## START Extracted text

Wednesday, November 30, 2005

going in circles...

You would think that with Gordon and I being such organized planners, that wedding planning would be an exciting project to take on. I mean, I’ve had the privilege of standing in a couple weddings as a bridesmaid and helped out with numerous other weddings so I’ve been a witness to the wedding planning process. Gordon has also attended numerous weddings and even was a reception coordinator once.

But already less than a week of being engaged, we’re stressing. Where do we start?

Where should the wedding be?
We want a pretty outdoor ceremony, but there are virtually no places in Houston that offer that. On the other hand, there are tons of places in the Austin hill country. BUT, our parents and home church is in Houston.

When should we get married?
We would like to be married a couple months before the fall (in case Gordon starts seminary), but there are a TON of people getting married next year before July!

How many people should we invite?
We would like a small intimate setting, but what do you do when your parents are friends with the whole Taiwanese community in Houston or friends with a ton of people at church AND they’re helping to pay for the wedding? We really want to honor our parents for raising us and supporting us...

What kind of wedding do we want? Destination? Big wedding in Houston? Small wedding in Houston? 1 or 2 receptions? Elope?
No destination wedding because if we’re going to spend the money, we want as many people as possible to witness the joyous union that God has blessed. Gordon and I do not have a money tree so big wedding in Houston might be beyond our means. Small wedding in Houston would mean that we would have to go through that uncomfortable process of cutting a lot of people off our invite list. 1 big informal reception and 1 small fancy reception would again subject us to the uncomfortable process of choosing who is invited to which reception. Eloping is looking more appealing as the wedding planning progresses…

All of those questions are tied together…they all depend on each other…so that’s why we don’t even know where to start…we keep going in circles!

But, this process has encouraged Gordon and I to pray together more…in the car, over the phone, or when we’re just sitting around…asking God to help us keep our focus on what’s important…glorifying Him who has blessed us so much and who has great plans for us beyond this one-day celebration.

Tuesday, November 29, 2005

Wedding FAQ's

1) Where will you guys be after you get married? Don't quite know yet. Depends on a lot of things coming up: Yvonne's project, my schooling, timing of wedding. We're praying and talking through that now.
2) Where's the wedding? We're also discusing that now. Not quite sure yet.

book review: Pocket Idiot's Guide to Being a Groom


This was given to me by a friend. I knew a lot of the stuff in here already. So it wasn't much help, it's a quick read. It was nice to have everything in one book and a reminder that you aren't alone. It's always nice to read what will be happening to you and the decisions you have to make. I like feeling prepared. Made me feel lucky to have Yvonne though, cause she wouldn't make me do a lot of the stuff that some bridzillas in the book did to their grooms. Also made me thank God for bringing us family and friends who gave us good us good advice and suggestions as our relationship matured, so a lot of the bigger issues have already been worked out. It's a pocket guide, can't expect too much.

## END Extracted text

### What this exercise asks
A. Repeat the part of the wedding blog from "2) Where's the" to "expect too much.", word for word.
B. According to the wedding blog, why did the couple rule out a destination wedding? Answer in one to three sentences.

## START Material provided

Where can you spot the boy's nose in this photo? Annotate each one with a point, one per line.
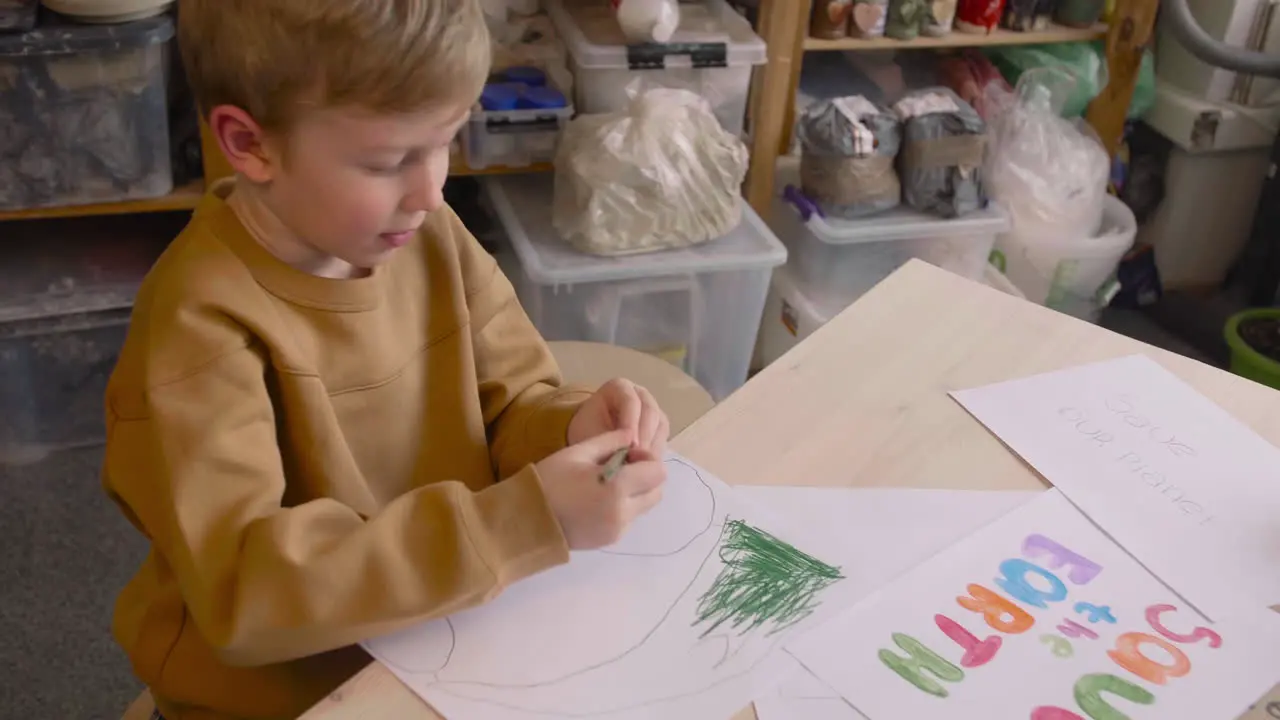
(426, 191)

## END Material provided

### Results of the tasks
A.
2) Where's the wedding? We're also discusing that now. Not quite sure yet.

book review: Pocket Idiot's Guide to Being a Groom


This was given to me by a friend. I knew a lot of the stuff in here already. So it wasn't much help, it's a quick read. It was nice to have everything in one book and a reminder that you aren't alone. It's always nice to read what will be happening to you and the decisions you have to make. I like feeling prepared. Made me feel lucky to have Yvonne though, cause she wouldn't make me do a lot of the stuff that some bridzillas in the book did to their grooms. Also made me thank God for bringing us family and friends who gave us good us good advice and suggestions as our relationship matured, so a lot of the bigger issues have already been worked out. It's a pocket guide, can't expect too much.

B. They ruled it out because if they were going to spend the money, they wanted as many people as possible to witness the joyous union that God has blessed.